─── SUPPLIED RECORDS

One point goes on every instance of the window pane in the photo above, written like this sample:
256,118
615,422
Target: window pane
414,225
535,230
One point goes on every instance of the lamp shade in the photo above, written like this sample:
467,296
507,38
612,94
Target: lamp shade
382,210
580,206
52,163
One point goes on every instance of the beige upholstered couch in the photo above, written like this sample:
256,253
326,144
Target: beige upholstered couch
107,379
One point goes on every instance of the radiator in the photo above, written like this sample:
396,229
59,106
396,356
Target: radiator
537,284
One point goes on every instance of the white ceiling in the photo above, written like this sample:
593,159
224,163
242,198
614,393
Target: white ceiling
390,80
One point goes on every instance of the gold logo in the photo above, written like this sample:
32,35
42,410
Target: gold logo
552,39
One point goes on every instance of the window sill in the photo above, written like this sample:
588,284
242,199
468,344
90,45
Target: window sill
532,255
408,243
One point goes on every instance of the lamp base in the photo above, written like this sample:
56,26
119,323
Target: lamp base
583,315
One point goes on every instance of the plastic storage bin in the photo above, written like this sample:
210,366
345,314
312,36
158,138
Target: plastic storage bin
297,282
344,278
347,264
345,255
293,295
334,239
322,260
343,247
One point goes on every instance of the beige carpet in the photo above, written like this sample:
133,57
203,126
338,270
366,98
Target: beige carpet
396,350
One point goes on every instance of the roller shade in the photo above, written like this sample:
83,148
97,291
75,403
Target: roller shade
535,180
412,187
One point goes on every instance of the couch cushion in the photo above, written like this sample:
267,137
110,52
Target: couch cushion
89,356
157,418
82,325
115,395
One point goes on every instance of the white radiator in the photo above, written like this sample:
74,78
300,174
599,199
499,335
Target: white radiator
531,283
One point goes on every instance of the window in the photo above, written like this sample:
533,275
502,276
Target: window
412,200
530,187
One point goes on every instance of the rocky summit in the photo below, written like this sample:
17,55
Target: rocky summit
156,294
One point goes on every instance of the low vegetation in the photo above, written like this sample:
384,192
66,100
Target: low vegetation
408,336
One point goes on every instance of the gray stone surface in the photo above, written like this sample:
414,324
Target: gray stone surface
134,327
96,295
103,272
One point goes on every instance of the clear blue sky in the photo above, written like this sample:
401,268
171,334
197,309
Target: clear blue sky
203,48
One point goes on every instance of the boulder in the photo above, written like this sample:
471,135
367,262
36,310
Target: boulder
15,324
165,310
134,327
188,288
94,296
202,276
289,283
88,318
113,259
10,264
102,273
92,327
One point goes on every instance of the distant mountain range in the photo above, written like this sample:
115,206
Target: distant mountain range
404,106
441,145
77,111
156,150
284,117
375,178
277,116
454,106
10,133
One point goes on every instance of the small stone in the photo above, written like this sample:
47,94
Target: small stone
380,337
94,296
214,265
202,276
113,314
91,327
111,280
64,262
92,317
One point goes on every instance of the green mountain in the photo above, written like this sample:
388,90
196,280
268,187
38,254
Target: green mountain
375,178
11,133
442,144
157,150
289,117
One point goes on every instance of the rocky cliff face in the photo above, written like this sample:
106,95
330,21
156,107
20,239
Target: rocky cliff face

──────

Put every line of the material above into a numbered list, leaving out any blank lines.

- _ANSWER FOR THIS EXERCISE_:
1. One point goes on every instance of the window pane in the photo above, written like this sample:
2. 256,118
3. 615,422
4. Target: window pane
5. 414,225
6. 535,230
7. One point goes on every instance of the lamp shade in the photo above, written like this sample:
8. 467,296
9. 507,38
10. 612,94
11. Target: lamp shade
12. 382,210
13. 580,206
14. 52,163
15. One point goes on every instance of the beige upholstered couch in the photo above, written like this sample:
16. 256,253
17. 326,144
18. Target: beige upholstered couch
19. 107,379
20. One point goes on every instance of the radiator in the photo above, written like this sample:
21. 396,229
22. 59,106
23. 396,356
24. Target: radiator
25. 537,284
26. One point goes on every instance of the white ceiling in the photo above, written like this sample:
27. 593,159
28. 224,163
29. 242,198
30. 614,393
31. Target: white ceiling
32. 390,80
33. One point goes on every instance of the gold logo in the photo above, written like this sample:
34. 32,35
35. 42,410
36. Target: gold logo
37. 552,39
38. One point goes on every instance of the window sill in the photo above, written like this sample:
39. 588,284
40. 242,199
41. 468,344
42. 90,45
43. Target: window sill
44. 532,255
45. 408,243
46. One point goes on every instance of the lamp base in the photo above, written like this sample:
47. 56,26
48. 119,323
49. Target: lamp base
50. 583,315
51. One point goes on every instance of the plastic storage bin in the photo above, written like this sample:
52. 210,366
53. 345,314
54. 312,36
55. 158,138
56. Target: plastic storage bin
57. 297,282
58. 344,278
59. 347,264
60. 345,255
61. 293,295
62. 334,239
63. 322,260
64. 343,247
65. One point goes on every instance of the beige carpet in the photo above, written like this sample:
66. 133,57
67. 203,126
68. 338,270
69. 366,98
70. Target: beige carpet
71. 396,350
72. One point goes on every instance of the roller shade in the photo above, written like this sample:
73. 83,148
74. 97,291
75. 75,403
76. Target: roller shade
77. 535,180
78. 412,187
79. One point goes on every instance of the couch cushion in the photo above, written like this sample:
80. 267,137
81. 110,52
82. Target: couch cushion
83. 89,356
84. 157,418
85. 82,325
86. 115,395
87. One point goes on every instance of the white radiator in the photo above, written like this sample:
88. 74,78
89. 300,174
90. 599,199
91. 499,335
92. Target: white radiator
93. 531,283
94. One point goes on every instance of the window in the photo above, written like this sample:
95. 533,275
96. 502,276
97. Target: window
98. 412,200
99. 530,187
100. One point goes on every instance of the rocky summit in the photo below, written like this sample:
101. 17,55
102. Target: rocky summit
103. 156,294
104. One point goes on every instance of the low vegetation in the photo above, written like this sample:
105. 384,192
106. 66,100
107. Target: low vegetation
108. 408,336
109. One point goes on every instance of the gray stone surface in the photo above, written like this sample:
110. 414,324
111. Target: gray stone surface
112. 134,327
113. 96,295
114. 103,272
115. One point goes on every instance of the clear blue sky in the photo above, written like this sample:
116. 401,268
117. 171,334
118. 197,309
119. Target: clear blue sky
120. 203,48
121. One point goes on every instance of the boulder in the photo above, written like this sample:
122. 471,135
123. 367,262
124. 36,310
125. Target: boulder
126. 15,324
127. 165,310
128. 134,327
129. 188,288
130. 94,296
131. 202,276
132. 289,283
133. 88,318
134. 113,259
135. 10,264
136. 102,273
137. 92,327
138. One point goes on every instance of the distant mountain range in the photo above, written like this sample:
139. 115,206
140. Target: distant mountain range
141. 404,106
142. 441,145
143. 77,111
144. 156,150
145. 284,117
146. 375,178
147. 277,116
148. 454,106
149. 10,133
150. One point goes on every instance of the small stone in the photo above, written like this sample:
151. 47,94
152. Target: small stone
153. 380,337
154. 94,296
155. 214,265
156. 202,276
157. 113,314
158. 91,327
159. 111,280
160. 64,262
161. 92,317
162. One point goes on every instance of the green mountain in the photo above, written like this sample:
163. 388,90
164. 196,280
165. 268,187
166. 38,254
167. Target: green mountain
168. 375,178
169. 11,133
170. 442,144
171. 157,150
172. 289,117
173. One point goes on every instance of the rocky cliff face in the photo above, written like this sample:
174. 106,95
175. 330,21
176. 156,107
177. 20,239
178. Target: rocky cliff face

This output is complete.